Confusion : i] How does the initial assignment of tickets to processes happen? ii] The paper does not mention how address space is shared between processes that possess tickets and currencies to gain resources by lottery.

1. Summary Through a hierarchical currency model backed by "tickets", which are used to implement a per-quantum lottery, Lottery Scheduling provides a dynamically adjustable probabilistic mechanism for allocating proportional shares of CPU time to processes.
2. Problem
Designing a scheduler policy for a general purpose operating system is challenging; workload demands can vary greatly, emphasizing different balances between latency, throughput, and job prioritization. Many existing policies, such as e.g. priority based schedule policies are constructed in an ad-hoc manner and are often difficult to mathematically analyze in a rigorous fashion. Additionally, when processes interact either as peers or hierarchically, the ability for cooperating processes to transfer access to CPU time, or to regulate the processor time allocated to subsidiary process are useful abilities to give to application developers who want to adjust their programs' CPU usage. However, naive interfaces for tuning scheduler policies may allow processes to violate isolation policies and game the scheduler.

3. Contributions
The core of the scheduling policy is a per-time-slice lottery; in the most basic conception of lottery scheduling, there are a fixed number of lottery tickets available in the system, and each process is allocated some fraction of the tickets. When a scheduling decision needs to be made, the scheduler selects a random ticket, and schedules the process which holds the ticket. In the limit, the proportion of processor time used by a process will converge to the fraction of system-wide tickets held by the process, where the rate of convergence is governed by the time slice quantum. When the amount of tickets available system-wide is held at a fixed amount, cooperating processes can pass tickets between each other to adjust their relative execution rates - for example, a process making a long-running synchronous IPC call to a server can choose to allocate all of its tickets to a server, reducing the expected wait. The laws of probability ensure that the effects of these trades are isolated to the processes participating in the exchange; as long as a process holds onto its tickets, it's expected CPU access will not change (excluding OS induced inflation or deflation). To ensure that I/O intensive processes are treated fairly, a process that yields the CPU is issued a compensation tickets proportional to the inverse of the fraction of the time slice used.

Point labeling records
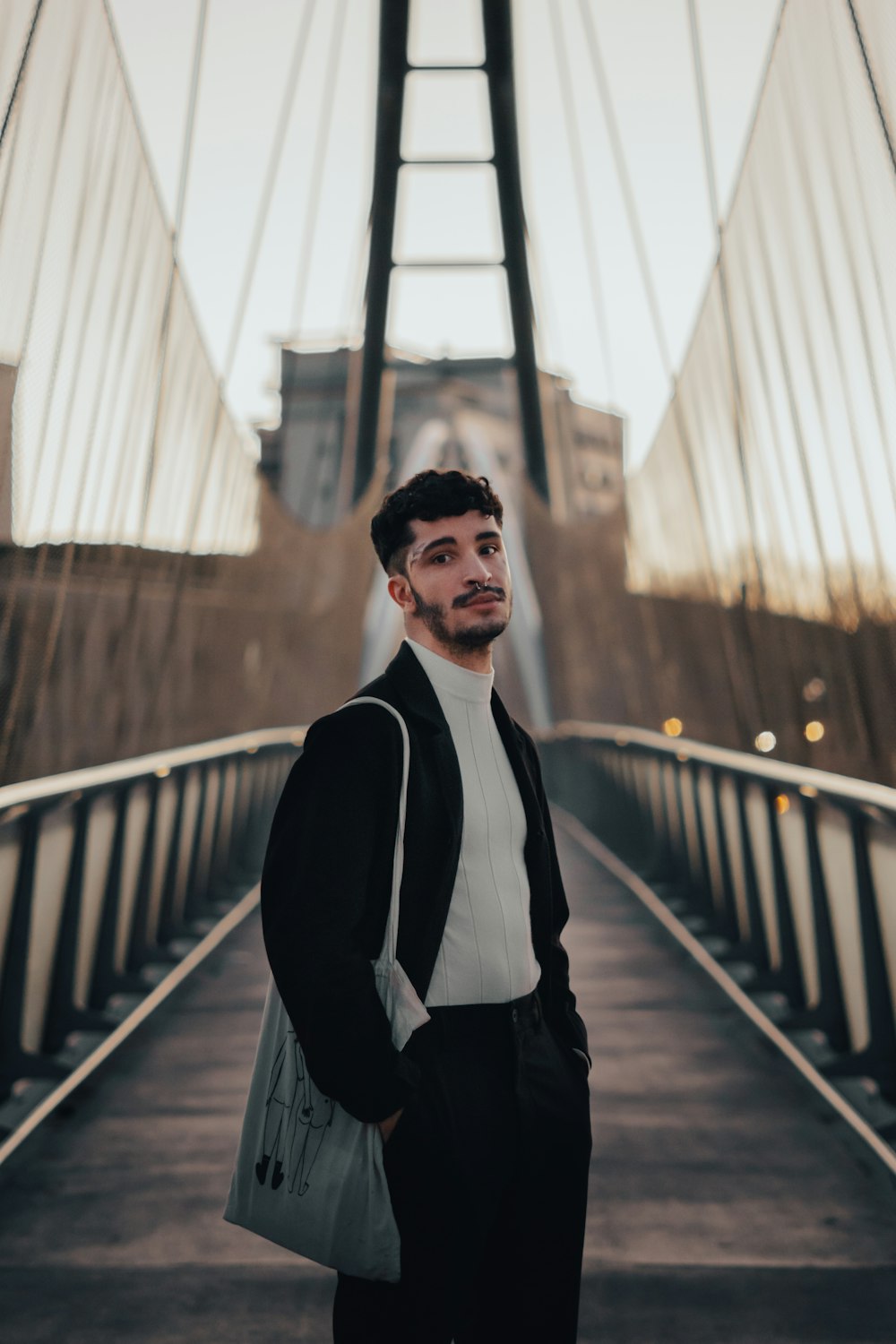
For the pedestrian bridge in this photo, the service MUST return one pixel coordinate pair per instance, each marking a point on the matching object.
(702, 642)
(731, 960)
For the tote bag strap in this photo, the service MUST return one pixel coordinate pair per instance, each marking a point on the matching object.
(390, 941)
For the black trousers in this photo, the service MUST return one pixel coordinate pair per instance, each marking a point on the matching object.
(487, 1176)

==

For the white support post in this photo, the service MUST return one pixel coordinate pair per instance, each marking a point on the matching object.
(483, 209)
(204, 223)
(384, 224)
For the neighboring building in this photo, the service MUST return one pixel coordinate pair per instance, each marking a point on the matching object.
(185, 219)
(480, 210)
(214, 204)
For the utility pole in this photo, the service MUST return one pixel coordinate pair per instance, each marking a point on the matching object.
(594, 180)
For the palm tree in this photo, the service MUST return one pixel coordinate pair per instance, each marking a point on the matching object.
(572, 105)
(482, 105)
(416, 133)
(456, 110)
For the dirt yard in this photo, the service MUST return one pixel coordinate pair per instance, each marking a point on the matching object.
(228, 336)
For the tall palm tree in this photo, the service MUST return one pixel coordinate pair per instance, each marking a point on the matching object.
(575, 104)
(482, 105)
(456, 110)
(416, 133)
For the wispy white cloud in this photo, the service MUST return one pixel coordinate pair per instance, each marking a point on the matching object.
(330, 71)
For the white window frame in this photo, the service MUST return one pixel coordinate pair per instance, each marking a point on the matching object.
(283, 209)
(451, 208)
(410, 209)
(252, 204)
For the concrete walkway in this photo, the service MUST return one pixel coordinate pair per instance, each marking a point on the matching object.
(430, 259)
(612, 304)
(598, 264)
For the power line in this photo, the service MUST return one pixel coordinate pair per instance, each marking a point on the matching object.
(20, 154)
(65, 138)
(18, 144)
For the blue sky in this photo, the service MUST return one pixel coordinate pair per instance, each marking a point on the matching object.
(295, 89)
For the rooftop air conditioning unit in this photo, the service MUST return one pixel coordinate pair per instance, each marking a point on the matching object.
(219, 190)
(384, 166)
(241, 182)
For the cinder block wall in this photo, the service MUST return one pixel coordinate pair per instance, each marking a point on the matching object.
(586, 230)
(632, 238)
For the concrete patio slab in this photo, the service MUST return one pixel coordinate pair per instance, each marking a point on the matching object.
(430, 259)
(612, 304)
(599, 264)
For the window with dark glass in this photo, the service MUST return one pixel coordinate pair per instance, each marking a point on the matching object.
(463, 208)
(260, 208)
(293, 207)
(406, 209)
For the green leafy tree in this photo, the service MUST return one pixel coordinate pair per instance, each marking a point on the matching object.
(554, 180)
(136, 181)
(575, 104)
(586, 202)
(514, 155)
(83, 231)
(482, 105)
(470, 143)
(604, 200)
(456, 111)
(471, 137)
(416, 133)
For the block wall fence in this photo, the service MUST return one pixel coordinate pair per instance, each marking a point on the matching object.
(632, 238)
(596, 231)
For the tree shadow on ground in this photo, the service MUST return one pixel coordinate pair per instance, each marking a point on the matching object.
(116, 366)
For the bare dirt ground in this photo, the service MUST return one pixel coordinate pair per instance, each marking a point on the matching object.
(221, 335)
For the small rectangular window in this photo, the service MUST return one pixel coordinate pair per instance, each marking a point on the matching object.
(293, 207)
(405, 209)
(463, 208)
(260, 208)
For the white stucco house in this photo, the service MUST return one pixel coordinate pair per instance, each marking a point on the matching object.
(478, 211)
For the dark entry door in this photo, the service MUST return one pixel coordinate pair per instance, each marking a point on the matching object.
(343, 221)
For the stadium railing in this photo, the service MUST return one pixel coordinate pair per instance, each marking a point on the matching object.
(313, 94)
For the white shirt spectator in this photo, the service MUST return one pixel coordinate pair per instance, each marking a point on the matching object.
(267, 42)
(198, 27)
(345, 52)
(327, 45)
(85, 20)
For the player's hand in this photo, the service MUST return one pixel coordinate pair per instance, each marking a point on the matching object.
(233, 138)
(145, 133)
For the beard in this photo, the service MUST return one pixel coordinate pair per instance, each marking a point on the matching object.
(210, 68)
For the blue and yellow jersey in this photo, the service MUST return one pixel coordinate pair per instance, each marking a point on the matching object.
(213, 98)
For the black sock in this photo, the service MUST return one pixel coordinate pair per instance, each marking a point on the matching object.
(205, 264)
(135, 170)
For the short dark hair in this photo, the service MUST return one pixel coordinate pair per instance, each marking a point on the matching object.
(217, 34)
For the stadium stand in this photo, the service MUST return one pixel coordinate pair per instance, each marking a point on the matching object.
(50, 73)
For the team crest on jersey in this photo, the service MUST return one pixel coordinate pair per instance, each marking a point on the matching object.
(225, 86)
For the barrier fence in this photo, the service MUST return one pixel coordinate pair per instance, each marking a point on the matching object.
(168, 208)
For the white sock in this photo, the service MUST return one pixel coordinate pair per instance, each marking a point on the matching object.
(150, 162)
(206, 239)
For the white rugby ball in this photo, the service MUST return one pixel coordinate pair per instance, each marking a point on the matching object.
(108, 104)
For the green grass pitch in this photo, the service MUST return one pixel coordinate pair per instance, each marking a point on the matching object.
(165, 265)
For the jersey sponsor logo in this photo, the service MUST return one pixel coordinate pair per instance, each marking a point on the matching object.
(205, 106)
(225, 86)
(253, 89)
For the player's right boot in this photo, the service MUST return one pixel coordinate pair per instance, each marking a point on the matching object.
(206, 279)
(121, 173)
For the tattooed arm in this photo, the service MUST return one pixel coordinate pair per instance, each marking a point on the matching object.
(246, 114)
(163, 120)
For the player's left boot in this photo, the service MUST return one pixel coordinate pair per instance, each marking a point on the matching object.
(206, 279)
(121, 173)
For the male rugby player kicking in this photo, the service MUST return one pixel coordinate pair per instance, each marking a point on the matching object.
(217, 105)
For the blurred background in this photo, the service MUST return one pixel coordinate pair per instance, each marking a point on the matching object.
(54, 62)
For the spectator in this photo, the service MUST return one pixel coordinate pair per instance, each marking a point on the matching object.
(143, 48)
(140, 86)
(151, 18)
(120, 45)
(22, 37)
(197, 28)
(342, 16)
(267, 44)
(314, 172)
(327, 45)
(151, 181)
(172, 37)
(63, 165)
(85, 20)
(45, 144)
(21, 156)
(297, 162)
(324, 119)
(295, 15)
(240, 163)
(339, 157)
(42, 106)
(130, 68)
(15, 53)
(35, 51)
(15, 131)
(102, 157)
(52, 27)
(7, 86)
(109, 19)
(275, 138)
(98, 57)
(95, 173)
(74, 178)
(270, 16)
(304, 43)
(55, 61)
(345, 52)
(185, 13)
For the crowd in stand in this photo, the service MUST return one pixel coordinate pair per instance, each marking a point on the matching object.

---

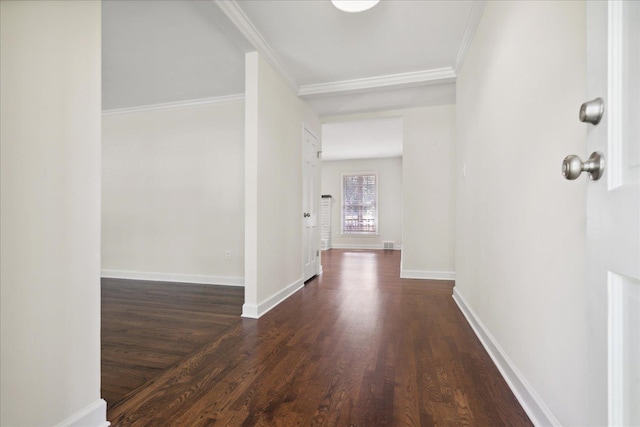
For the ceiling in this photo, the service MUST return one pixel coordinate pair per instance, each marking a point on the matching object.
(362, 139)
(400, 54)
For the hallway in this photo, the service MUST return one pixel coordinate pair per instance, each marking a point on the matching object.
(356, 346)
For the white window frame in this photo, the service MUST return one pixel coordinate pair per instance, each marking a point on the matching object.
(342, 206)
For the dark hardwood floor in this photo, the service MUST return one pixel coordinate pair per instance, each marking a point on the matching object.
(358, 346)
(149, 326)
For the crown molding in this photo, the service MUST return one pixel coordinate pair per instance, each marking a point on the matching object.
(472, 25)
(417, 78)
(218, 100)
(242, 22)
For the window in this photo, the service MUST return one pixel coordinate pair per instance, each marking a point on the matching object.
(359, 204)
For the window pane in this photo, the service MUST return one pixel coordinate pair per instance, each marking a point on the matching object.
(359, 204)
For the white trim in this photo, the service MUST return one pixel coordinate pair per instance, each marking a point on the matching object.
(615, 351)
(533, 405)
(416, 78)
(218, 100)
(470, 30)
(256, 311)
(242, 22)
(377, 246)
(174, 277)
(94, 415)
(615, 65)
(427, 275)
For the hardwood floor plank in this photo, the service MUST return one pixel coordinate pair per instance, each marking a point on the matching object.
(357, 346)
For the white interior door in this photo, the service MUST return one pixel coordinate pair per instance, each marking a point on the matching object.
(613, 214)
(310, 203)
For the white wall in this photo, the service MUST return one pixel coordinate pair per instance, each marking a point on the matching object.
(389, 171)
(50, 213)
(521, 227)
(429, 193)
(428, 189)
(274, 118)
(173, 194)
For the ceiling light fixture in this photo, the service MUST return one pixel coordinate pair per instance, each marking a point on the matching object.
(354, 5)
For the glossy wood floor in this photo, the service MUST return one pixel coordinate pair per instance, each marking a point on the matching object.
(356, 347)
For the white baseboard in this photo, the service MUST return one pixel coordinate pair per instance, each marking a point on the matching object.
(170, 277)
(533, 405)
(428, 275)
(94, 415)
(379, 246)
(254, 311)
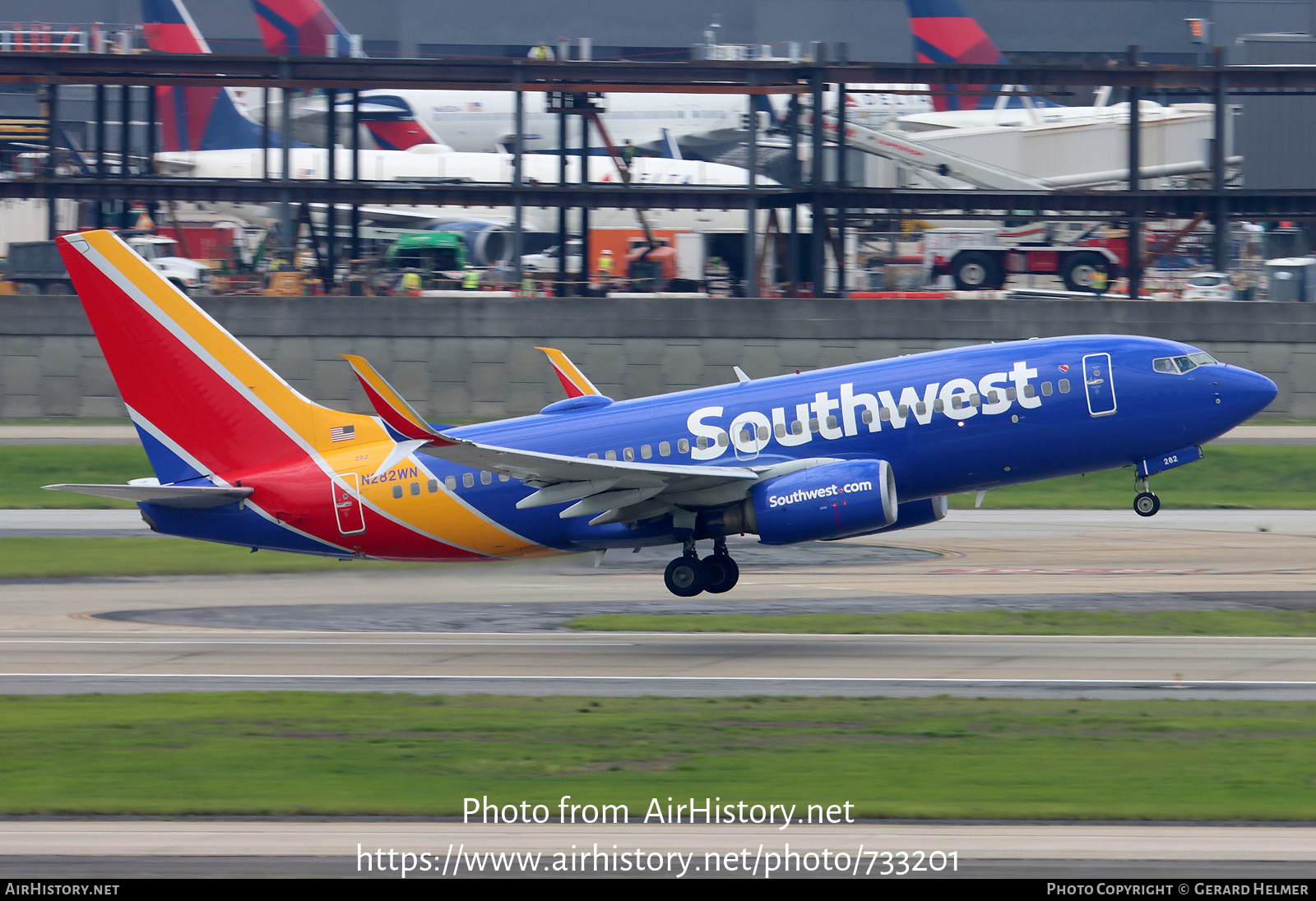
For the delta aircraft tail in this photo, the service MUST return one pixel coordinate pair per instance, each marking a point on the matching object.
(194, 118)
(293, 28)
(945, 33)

Task goal
Repeat the lottery scheduling text in full, word for word. The records are separate from the lottery scheduling text.

The result
Confusion : i] How does the initial assignment of tickets to processes happen? ii] The paper does not mention how address space is shared between processes that possess tickets and currencies to gain resources by lottery.

1. Summary Through a hierarchical currency model backed by "tickets", which are used to implement a per-quantum lottery, Lottery Scheduling provides a dynamically adjustable probabilistic mechanism for allocating proportional shares of CPU time to processes.
2. Problem
Designing a scheduler policy for a general purpose operating system is challenging; workload demands can vary greatly, emphasizing different balances between latency, throughput, and job prioritization. Many existing policies, such as e.g. priority based schedule policies are constructed in an ad-hoc manner and are often difficult to mathematically analyze in a rigorous fashion. Additionally, when processes interact either as peers or hierarchically, the ability for cooperating processes to transfer access to CPU time, or to regulate the processor time allocated to subsidiary process are useful abilities to give to application developers who want to adjust their programs' CPU usage. However, naive interfaces for tuning scheduler policies may allow processes to violate isolation policies and game the scheduler.

3. Contributions
The core of the scheduling policy is a per-time-slice lottery; in the most basic conception of lottery scheduling, there are a fixed number of lottery tickets available in the system, and each process is allocated some fraction of the tickets. When a scheduling decision needs to be made, the scheduler selects a random ticket, and schedules the process which holds the ticket. In the limit, the proportion of processor time used by a process will converge to the fraction of system-wide tickets held by the process, where the rate of convergence is governed by the time slice quantum. When the amount of tickets available system-wide is held at a fixed amount, cooperating processes can pass tickets between each other to adjust their relative execution rates - for example, a process making a long-running synchronous IPC call to a server can choose to allocate all of its tickets to a server, reducing the expected wait. The laws of probability ensure that the effects of these trades are isolated to the processes participating in the exchange; as long as a process holds onto its tickets, it's expected CPU access will not change (excluding OS induced inflation or deflation). To ensure that I/O intensive processes are treated fairly, a process that yields the CPU is issued a compensation tickets proportional to the inverse of the fraction of the time slice used.